JOBS:
• 1. Decide whether each statement below agrees with the passage on revisiting assumptions. Answer yes or no for each, and quote the words from the passage that settle it.
(a) The Sacramento planning proposal was justified by reduced pollution and economic development.
(b) Motorola's satellite telephony venture eventually succeeded.
(c) The writer joined McKinsey & Co. in the early 1990s.
• 2. Carry on the passage on revisiting assumptions from its final sentence, keeping its first-person, analytical tone.

SELECTED PASSAGE:
Don't Let the Circumstances Outpace Your Assumptions
A front-page article in yesterday’s Wall Street Journal illustrated how important it is to periodically revisit the assumptions behind an idea.
The article described how several years ago, the head of Sacramento’s regional planning agency started to push developers to concentrate growth in defined areas rather than furthering suburban sprawl. The argument hinged on lowering pollution and fostering economic development.
Of course, with the price of oil shooting up, today the idea looks remarkably prescient.
I wonder, however, how many planners rejected similar ideas because they couldn’t imagine people making living decisions based on the cost of commuting, and how many now wish they started dusting off those rejected plans when signals emerged suggesting that circumstances had changed.
On the other hand, sometimes circumstances change in ways that undermine ideas that once seemed credible. Consider Motorola’s daring, and ultimately doomed, venture to provide satellite-driven mobile telephony.
When Motorola started investing in the multi-billion dollar “Iridium” project, competing standards made using mobile telephony in different counties a major headache. I remember when I joined McKinsey & Co. in the mid 1990s how world travelers would carry several mobile phones. Under these conditions, a truly global technology had appeal.

(Entries contained in a dataset)
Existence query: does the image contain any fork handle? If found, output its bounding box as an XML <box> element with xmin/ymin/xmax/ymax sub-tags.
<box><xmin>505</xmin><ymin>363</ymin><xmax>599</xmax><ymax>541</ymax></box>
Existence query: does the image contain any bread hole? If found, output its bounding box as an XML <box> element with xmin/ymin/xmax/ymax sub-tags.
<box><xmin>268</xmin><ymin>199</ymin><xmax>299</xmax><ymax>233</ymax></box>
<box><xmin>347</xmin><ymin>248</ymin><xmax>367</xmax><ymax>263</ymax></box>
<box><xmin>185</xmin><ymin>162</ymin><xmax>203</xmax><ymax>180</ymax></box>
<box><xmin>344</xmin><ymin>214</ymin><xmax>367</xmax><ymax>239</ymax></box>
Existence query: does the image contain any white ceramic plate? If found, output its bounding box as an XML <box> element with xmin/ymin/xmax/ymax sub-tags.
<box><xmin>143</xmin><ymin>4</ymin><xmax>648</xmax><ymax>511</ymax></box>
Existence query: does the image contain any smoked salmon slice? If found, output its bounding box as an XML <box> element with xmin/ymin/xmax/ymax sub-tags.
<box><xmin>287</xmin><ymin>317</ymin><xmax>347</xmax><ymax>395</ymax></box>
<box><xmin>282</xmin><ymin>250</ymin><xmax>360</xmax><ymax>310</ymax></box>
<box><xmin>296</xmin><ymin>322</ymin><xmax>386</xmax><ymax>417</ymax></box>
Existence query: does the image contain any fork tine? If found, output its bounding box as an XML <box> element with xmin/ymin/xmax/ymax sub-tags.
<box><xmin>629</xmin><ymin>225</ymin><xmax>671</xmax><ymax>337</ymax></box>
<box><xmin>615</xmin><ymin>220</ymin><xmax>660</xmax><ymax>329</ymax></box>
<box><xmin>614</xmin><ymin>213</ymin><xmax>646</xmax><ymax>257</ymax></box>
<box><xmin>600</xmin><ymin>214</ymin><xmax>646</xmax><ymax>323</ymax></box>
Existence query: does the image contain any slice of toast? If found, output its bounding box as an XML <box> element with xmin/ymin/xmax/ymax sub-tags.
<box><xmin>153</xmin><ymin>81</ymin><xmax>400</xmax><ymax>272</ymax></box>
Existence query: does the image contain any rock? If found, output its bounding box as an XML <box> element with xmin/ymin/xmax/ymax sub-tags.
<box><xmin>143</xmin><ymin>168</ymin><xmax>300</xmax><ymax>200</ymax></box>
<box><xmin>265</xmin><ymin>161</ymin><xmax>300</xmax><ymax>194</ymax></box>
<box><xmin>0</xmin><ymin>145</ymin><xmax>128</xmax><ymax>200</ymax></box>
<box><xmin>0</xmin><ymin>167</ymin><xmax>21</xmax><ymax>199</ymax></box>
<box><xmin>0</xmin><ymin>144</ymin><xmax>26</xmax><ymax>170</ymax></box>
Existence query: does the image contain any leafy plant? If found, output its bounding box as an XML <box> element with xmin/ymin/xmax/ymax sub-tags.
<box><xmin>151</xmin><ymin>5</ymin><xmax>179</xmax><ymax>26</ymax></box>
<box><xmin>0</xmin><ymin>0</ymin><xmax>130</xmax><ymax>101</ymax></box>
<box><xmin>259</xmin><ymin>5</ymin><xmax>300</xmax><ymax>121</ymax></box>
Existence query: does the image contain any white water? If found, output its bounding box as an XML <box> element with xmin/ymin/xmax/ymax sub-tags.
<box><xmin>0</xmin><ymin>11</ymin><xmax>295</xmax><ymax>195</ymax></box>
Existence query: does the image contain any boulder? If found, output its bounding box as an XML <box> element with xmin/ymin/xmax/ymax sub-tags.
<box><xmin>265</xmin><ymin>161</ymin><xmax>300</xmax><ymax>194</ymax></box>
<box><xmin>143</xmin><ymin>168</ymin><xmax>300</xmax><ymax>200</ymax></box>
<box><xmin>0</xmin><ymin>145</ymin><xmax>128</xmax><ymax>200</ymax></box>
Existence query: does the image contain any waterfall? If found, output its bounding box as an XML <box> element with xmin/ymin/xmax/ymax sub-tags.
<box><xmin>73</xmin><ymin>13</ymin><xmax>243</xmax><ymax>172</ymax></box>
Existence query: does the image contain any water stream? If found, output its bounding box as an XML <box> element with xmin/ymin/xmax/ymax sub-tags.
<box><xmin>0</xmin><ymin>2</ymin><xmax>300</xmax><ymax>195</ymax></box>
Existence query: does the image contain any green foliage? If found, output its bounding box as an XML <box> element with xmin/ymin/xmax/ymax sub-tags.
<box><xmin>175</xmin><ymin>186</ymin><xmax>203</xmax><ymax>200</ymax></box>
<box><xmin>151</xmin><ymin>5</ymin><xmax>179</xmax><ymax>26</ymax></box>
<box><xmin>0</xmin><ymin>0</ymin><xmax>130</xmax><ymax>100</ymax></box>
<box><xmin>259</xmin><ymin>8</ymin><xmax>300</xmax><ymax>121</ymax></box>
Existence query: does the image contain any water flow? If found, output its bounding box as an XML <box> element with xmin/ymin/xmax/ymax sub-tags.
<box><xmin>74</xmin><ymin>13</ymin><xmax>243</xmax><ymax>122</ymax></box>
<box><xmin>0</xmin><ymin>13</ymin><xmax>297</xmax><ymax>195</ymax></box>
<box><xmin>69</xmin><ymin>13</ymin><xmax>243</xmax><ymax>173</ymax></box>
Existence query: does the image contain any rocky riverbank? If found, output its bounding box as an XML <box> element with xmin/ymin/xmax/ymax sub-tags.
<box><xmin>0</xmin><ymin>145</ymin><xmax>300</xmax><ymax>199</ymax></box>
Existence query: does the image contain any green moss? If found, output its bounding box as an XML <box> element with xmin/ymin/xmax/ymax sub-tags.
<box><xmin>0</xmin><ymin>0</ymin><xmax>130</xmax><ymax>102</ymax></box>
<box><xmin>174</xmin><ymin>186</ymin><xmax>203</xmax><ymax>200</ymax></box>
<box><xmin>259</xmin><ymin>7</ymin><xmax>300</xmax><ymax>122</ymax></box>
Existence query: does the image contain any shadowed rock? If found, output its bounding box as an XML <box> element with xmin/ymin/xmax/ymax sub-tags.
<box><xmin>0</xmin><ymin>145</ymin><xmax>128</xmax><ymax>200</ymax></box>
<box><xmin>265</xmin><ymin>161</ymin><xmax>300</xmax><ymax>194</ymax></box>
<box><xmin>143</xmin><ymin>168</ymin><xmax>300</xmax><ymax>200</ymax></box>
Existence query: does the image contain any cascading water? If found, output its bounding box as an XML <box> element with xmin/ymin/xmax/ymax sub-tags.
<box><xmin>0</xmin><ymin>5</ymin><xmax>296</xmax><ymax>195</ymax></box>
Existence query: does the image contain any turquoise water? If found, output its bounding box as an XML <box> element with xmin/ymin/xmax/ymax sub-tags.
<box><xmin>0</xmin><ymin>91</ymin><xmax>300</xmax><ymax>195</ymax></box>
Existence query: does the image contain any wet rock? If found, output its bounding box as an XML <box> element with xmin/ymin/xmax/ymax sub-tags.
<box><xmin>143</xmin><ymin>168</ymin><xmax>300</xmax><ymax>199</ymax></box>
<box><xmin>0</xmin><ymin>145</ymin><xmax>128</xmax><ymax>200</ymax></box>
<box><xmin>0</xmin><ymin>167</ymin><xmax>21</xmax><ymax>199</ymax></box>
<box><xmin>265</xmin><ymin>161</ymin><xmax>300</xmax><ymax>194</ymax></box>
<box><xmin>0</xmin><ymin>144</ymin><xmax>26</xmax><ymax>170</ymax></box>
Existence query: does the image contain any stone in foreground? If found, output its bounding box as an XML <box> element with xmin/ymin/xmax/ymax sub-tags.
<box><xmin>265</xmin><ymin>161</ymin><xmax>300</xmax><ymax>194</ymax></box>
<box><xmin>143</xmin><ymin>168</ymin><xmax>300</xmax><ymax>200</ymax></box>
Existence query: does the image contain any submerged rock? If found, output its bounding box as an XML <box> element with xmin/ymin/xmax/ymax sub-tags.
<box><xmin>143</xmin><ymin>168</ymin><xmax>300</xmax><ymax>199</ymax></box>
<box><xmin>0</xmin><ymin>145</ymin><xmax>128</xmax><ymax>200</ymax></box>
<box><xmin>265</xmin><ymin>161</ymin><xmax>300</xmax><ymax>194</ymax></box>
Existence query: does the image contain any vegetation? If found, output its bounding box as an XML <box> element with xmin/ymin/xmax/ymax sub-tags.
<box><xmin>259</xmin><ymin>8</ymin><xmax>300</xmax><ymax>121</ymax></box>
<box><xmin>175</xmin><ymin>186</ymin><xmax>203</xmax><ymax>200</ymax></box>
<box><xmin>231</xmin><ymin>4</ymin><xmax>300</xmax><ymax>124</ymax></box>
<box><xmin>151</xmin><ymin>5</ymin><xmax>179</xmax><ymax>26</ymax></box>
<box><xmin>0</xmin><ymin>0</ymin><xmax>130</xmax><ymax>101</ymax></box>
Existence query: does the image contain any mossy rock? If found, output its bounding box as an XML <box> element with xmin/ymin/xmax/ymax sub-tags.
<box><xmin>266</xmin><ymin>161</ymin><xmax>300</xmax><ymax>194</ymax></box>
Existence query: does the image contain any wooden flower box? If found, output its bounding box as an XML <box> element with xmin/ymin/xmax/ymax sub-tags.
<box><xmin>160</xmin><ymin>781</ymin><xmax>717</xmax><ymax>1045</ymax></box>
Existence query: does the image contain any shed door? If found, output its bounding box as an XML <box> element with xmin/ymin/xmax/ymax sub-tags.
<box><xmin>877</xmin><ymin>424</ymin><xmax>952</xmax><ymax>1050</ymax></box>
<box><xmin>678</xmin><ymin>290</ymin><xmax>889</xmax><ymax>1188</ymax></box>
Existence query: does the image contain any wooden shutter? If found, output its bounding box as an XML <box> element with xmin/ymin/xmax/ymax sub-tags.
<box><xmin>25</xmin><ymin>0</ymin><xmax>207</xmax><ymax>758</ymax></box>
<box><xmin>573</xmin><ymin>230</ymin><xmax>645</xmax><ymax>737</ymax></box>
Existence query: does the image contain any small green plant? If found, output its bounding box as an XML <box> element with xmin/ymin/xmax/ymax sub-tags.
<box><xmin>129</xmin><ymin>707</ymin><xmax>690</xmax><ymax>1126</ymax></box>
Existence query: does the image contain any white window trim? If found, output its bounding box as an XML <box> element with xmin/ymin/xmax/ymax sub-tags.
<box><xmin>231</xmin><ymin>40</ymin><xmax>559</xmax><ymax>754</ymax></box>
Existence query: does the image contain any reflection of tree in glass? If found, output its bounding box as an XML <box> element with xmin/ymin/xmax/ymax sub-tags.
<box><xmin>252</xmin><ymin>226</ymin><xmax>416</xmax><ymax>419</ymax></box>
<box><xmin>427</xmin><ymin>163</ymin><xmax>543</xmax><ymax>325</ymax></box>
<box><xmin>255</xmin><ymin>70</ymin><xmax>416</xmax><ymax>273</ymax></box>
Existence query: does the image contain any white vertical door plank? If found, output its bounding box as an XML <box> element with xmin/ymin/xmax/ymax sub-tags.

RESPONSES BY TASK:
• 1.
(a) Yes: "The argument hinged on lowering pollution and fostering economic development."
(b) No: "Consider Motorola’s daring, and ultimately doomed, venture to provide satellite-driven mobile telephony."
(c) No: "I remember when I joined McKinsey & Co. in the mid 1990s how world travelers would carry several mobile phones."

• 2.
As many markets converged on a standard (Global System for Mobile communications, or GSM) and created roaming agreements, the basic premise behind Iridium crumbled. Motorola continued plowing money into the venture until it was crystal clear that it was a flop.
It’s rare that you come across a universally good or bad idea. Whenever you make a decision about an idea, ask about the three developments that would make you reject the project you just approved or approve the project you just rejected. Periodically revisiting that shortlist will help to properly manage your innovation portfolio.
Can readers think of examples of good "before their time" ideas that might have been killed too soon? I wonder sometimes what would have happened if Apple kept at the Apple Newton for example. Maybe the iPod would have come even sooner.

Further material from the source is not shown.